## DATA EXTRACTS
=-=-=-=-=
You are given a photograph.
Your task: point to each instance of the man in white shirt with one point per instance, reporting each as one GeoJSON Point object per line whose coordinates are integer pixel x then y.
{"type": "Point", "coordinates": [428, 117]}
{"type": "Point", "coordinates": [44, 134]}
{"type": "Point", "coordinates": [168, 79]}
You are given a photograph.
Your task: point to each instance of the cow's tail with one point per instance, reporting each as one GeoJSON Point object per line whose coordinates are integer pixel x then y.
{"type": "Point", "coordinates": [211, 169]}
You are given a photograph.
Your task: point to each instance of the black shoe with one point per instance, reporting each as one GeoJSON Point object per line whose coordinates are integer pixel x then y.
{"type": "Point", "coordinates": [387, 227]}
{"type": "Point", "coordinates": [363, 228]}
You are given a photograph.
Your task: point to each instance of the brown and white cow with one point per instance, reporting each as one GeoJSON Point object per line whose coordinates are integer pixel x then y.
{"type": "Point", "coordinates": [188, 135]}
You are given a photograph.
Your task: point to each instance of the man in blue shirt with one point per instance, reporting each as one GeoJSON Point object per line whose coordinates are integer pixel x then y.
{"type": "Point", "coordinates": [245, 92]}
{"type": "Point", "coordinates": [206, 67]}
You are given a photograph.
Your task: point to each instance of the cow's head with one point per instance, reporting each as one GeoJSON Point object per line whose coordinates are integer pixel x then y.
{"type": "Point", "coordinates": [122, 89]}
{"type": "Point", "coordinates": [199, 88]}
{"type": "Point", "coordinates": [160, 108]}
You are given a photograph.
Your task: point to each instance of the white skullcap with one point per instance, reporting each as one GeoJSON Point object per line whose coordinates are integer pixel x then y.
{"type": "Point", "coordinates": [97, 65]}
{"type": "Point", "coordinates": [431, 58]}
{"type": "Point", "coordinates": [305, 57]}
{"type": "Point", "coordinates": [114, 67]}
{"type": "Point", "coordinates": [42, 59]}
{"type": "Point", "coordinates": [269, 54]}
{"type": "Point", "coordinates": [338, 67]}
=-=-=-=-=
## EXERCISE REQUIREMENTS
Nothing but an exact reproduction of the entries is wanted.

## YOUR SOLUTION
You are given a photograph.
Your task: point to each instance of the man in white shirt with one point per instance, reporting each as one GeoJSON Point object per line whose coordinates are integer pixel x then y.
{"type": "Point", "coordinates": [428, 117]}
{"type": "Point", "coordinates": [44, 134]}
{"type": "Point", "coordinates": [168, 79]}
You are given a photograph.
Your task: point to each instance of the cow's tail with one point per instance, reporting each as one GeoJSON Point object per line whose coordinates are integer pixel x then y.
{"type": "Point", "coordinates": [211, 169]}
You are given a photograph.
Your task: point to each instance of the black shoe with one point per instance, reporting each as one GeoJSON Point object per line whose coordinates are integer pixel x then y.
{"type": "Point", "coordinates": [387, 227]}
{"type": "Point", "coordinates": [363, 228]}
You are given a photograph.
Your task: point to each instance of the brown and white cow with one point per instance, reporting each as one GeoJSON Point object per line whose coordinates are integer pixel x then y.
{"type": "Point", "coordinates": [188, 135]}
You are given a photograph.
Your task: point to each instance of the man in blue shirt with one point per instance, reporting each as one GeoJSON Point object per line whose coordinates are integer pixel x then y.
{"type": "Point", "coordinates": [245, 92]}
{"type": "Point", "coordinates": [206, 67]}
You are given a photograph.
Your task: point to each instance of the cow's head with one point per instance, reporting each as one GeoJSON Point object per line whose coordinates are integer pixel x then y.
{"type": "Point", "coordinates": [122, 89]}
{"type": "Point", "coordinates": [199, 88]}
{"type": "Point", "coordinates": [160, 108]}
You are given a photograph.
Your task: point to each instance of the white skullcap with one point per instance, reporting each as one GeoJSON Point object per line whose coordinates are integer pixel x then y.
{"type": "Point", "coordinates": [97, 65]}
{"type": "Point", "coordinates": [431, 58]}
{"type": "Point", "coordinates": [305, 57]}
{"type": "Point", "coordinates": [114, 67]}
{"type": "Point", "coordinates": [42, 59]}
{"type": "Point", "coordinates": [269, 54]}
{"type": "Point", "coordinates": [338, 67]}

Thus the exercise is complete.